# REQUIREMENTS
Rewrite every one of the entries below, swapping "snug" for "tight" and leaving everything else as it is.

--- start ---

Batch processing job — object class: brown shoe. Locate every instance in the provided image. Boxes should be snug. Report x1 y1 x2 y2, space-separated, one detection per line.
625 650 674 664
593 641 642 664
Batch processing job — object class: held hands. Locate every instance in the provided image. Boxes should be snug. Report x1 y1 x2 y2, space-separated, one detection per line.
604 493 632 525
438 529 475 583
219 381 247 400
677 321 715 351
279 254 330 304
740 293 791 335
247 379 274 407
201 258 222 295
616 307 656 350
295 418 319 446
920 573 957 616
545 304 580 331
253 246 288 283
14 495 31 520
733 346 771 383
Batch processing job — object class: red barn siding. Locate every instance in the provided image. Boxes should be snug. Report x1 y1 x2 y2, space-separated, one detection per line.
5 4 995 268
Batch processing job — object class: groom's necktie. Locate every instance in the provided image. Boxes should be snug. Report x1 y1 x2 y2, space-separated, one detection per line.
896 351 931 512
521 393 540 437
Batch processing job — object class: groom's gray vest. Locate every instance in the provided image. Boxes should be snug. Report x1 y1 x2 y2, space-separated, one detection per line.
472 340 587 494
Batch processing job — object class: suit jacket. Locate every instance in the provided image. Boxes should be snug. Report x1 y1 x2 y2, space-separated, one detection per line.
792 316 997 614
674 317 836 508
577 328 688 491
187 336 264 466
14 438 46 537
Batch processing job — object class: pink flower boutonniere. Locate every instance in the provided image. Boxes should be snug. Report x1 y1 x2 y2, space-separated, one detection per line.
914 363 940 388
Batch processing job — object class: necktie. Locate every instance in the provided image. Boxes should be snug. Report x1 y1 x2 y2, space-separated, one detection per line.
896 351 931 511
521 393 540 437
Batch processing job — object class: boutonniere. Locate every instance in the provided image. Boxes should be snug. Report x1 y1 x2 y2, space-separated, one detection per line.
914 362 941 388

--- end ---

# SOLVED PROBLEM
Batch processing job — object class: brown shoe. Locate every instance in the provided image. Boxes should be tight. Report x1 y1 x2 y2, space-separated, one detection per line.
625 650 674 664
593 641 642 664
Batch processing job — object class: held hands. Locate every instance in the provided image. Boxes should be tight. Report x1 y1 x2 y2, space-separated, one detection per line.
604 493 632 525
438 529 475 583
219 381 247 400
677 321 715 351
279 254 330 304
740 293 791 335
247 379 274 407
201 258 222 295
616 307 656 350
295 418 319 446
920 573 957 616
545 304 580 331
253 246 288 283
14 495 31 520
733 346 771 383
Batch processing job — object class: red barn siding. Locate every instance in the provided image. Boxes should be tight. Report x1 y1 x2 y2, space-separated, one detection per line.
5 4 995 268
Batch processing job — object class: groom's necktie. Locate every instance in the provided image. Boxes should be tight. Report x1 y1 x2 y2, space-separated, one detection per line.
896 351 931 512
521 393 540 437
Batch processing job — object class: groom's gray vest. Locate every instance in the provided image. Boxes should be tight. Report x1 y1 x2 y2, space-separated, one detection per line.
472 340 587 494
Batch processing job — object class: suit jacket. Locate every instance in the provided image. Boxes should be tight. Report x1 y1 x2 y2, space-separated, one detection per line.
792 316 997 614
674 317 836 508
577 328 688 491
187 336 264 466
14 438 46 537
Batch processing job — object class: pink flower boutonniere. Locate every instance in the provided image. Boxes should be tight. Report x1 y1 x2 y2, space-separated, one detection per line.
914 363 940 388
Batch processing job — object class: necktie. Locate every instance in the provided image. Boxes should be tight. Report x1 y1 x2 y2, space-separated, one detection per line.
896 351 931 511
521 393 540 437
Batch processing job — object class: boutonniere. Locate every instance in the provided image. Boxes should be tight. Report x1 y1 x2 y2, space-separated, one detection per line.
914 362 941 388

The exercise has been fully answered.